## Objectifs
1. Recopiez en le mettant à jour le passage du texte sur les duos d'amour à l'opéra compris entre « Autre splendide duo » et « douce de l'Italie. » inclus, en remplaçant « passionné » par « fougueux ».
2. Poursuivez le texte sur les duos d'amour à l'opéra à partir de l'endroit où il s'arrête.

## Page
# # # #

Roméo et Juliette (1867)– Charles Gounod - « Nuit d’hyménée»

On ne peut pas manquer de citer pour commencer les plus célèbres amants de la culture européenne. L'opéra de Charles Gounod est avant tout une succession de splendides duos d'amour. Voici celui qui suit la nuit de noces. Nos deux amoureux ont été mariés en secret par Frère Laurent et Roméo s'est subrepticement glissé dans la chambre de sa Juliette en passant par le balcon. Mais le chant de l'alouette annonce le lever du jour et Roméo doit s'enfuir, car il a été banni de Vérone, pour avoir tué Tybalt, le cousin de Juliette. S'il est surpris dans Vérone après le lever du jour, il sera exécuté. Il a pourtant bien du mal à quitter les bras de sa Juliette. 


 

Autre splendide duo de Roméo et Juliette (avant la nuit de noces !), le célèbre "duo du balcon". Roméo a rencontré Juliette au bal, et s'est introduit dans le jardin des Capulets pour essayer de lui parler. Juliette est sérieuse, lui passionné, et tout se finit par d'ardents serments d'amour, murmurés dans la nuit douce de l'Italie. 

Madama Butterfly (1904) – Giacomo Puccini - Final de l'acte I - "Vogliatemi bene".

Le beau marin américain Pinkerton (ténor) s’est offert une petite distraction pour son séjour au Japon : on lui a offert une charmante petite geisha, Cio Cio San, dite Madame Butterfly (soprano) qu’il peut épouser selon un contrat semblable à celui de la location de sa maison, c’est-à-dire révocable à tout moment. Mais Cio-Cio-San prend la chose au sérieux et tombe folle amoureuse de l’Américain. Elle est tellement charmante que pendant la nuit de noces, Pinkerton lui-même tombe sous le charme de la petite japonaise, aussi gracieuse et réservée qu’il est passionné et expansif.

Voici un extrait du film de Frédéric Mitterrand : 

Otello (1887) - G. Verdi - "Gia nella notte densa"

Othello, général maure de la République de Venise, est arrivé sur l'île de Chypre dont il doit être le gouverneur. Il y retrouve la femme qu'il vient d'épouser, la belle vénitienne Desdémone, qu'il aime passionnément et dont il est profondément aimé en retour. C'est (a priori) leur première nuit d'amour. Otello est heureux mais pas totalement serein : tout cela est trop beau pour être vrai. L'orchestre, doux et discret, crée une ambiance de nuit chaude à Chypre et Vénus resplendit : laissez-vous bercer par les belles voix chaleureuses de Domingo et Netrebko :


 

Voici une version mise en scène, encore avec Placido Domingo (mais 40 ans avant !). C'est un des plus grands Otello du XXème siècle, ici avec l'exceptionnelle Mirella Freni.

# # # #

## Données fournies
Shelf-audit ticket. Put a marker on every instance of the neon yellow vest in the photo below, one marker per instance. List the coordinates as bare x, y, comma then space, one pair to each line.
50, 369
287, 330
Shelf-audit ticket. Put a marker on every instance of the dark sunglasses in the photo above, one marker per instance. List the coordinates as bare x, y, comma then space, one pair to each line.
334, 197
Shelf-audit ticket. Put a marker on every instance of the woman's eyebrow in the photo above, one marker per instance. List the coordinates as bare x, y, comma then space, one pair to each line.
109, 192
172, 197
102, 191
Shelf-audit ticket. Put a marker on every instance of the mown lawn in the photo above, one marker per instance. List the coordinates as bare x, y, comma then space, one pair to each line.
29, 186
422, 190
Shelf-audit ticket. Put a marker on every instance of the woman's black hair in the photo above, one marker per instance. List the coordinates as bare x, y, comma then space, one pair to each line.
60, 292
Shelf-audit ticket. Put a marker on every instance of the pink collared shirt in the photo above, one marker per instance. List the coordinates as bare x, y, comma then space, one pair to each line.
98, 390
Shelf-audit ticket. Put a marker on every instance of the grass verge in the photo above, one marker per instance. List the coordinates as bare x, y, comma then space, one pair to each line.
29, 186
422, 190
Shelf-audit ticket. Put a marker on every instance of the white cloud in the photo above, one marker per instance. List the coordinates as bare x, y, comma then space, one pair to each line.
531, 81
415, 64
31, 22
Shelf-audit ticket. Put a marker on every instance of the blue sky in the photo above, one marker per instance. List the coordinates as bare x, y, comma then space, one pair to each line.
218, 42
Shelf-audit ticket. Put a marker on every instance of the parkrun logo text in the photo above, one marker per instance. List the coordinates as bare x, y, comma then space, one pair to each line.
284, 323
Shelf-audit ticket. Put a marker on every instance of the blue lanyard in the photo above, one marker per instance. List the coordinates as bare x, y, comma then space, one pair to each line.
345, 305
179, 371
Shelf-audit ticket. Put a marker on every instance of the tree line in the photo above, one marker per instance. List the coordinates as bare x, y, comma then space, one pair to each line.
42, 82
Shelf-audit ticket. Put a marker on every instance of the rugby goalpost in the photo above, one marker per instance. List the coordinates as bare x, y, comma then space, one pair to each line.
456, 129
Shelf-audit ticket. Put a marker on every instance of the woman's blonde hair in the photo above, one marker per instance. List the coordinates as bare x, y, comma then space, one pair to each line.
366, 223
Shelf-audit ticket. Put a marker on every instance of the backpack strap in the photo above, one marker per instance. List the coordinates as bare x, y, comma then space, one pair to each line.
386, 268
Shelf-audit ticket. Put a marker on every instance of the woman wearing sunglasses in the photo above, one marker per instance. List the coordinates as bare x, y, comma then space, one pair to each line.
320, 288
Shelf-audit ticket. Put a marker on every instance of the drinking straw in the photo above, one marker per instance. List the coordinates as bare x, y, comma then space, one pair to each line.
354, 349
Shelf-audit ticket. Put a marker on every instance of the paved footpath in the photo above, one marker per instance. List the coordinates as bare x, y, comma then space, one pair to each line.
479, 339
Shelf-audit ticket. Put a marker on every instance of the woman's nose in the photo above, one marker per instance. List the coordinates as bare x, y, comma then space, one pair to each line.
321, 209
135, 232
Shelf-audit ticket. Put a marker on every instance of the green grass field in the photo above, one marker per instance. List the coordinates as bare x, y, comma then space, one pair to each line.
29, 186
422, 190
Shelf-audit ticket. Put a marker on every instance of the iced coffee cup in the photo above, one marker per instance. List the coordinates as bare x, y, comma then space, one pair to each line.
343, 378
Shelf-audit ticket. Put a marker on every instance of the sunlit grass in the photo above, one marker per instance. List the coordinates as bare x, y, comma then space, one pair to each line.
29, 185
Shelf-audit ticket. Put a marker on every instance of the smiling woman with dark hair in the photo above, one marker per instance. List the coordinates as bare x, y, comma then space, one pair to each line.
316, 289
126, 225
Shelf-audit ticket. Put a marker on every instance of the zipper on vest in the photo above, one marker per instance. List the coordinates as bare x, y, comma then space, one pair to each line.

# # # #

## Corrigé
1.
Autre splendide duo de Roméo et Juliette (avant la nuit de noces !), le célèbre "duo du balcon". Roméo a rencontré Juliette au bal, et s'est introduit dans le jardin des Capulets pour essayer de lui parler. Juliette est sérieuse, lui fougueux, et tout se finit par d'ardents serments d'amour, murmurés dans la nuit douce de l'Italie.

2.
 


Lohengrin (1850) - R. Wagner - "Das susse Lied verhallt".

Toutes les nuits de noces ne se passent pas toujours aussi bien : dans Lucia di Lammermoor de Donizetti, la jeune femme mariée de force tue son mari...

Ayons ici une pensée pour le pauvre Lohengrin (ténor), qui aurait bien fait autre chose de sa nuit de noces que de discuter avec sa femme hystérique Elsa (soprano) et la dissuader de poser les questions interdites. Lohengrin, arrivé miraculeusement dans une barque tirée par un cygne, est un chevalier du Graal, mais il n'a pas le droit de le dire. Il est venu pour sauver Elsa, faussement accusée du meurtre de son frère, et il propose même de l'épouser... à la seule condition qu'elle ne lui demande jamais qui il est et d'où il vient. Ce sera évidemment la seule chose que sa femme va avoir en tête pendant toute la nuit de noces, qui se finit en fiasco total. 

Ce duo, qui constitue toute la première partie de l'acte III, est une merveille de poésie et de lyrisme. Lohengrin déploie toute sa force de conviction et tous ses talents de ténor lyrique pour convaincre Elsa. En vain, il est trop beau, trop parfait, elle n'y croit pas. 

Voici le duo sous-titré, dans la production  très controversée de Claus Guth (ils ne sont pas dans leur chambre, mais au bord du marais où le frère d'Elsa a disparu).

 

Le Couronnement de Poppée (1642), Monteverdi, final  "Pur ti miro" 

Voici un extrait d'un des premiers opéras du répertoire lyrique. 

Poppée est enfin parvenue à se débarrasser de sa rivale Ottavia, épouse de celui qu'elle aime, l'Empereur Néron.

Ottavia exilée, les deux toutereaux peuvent enfin roucouler tranquillement.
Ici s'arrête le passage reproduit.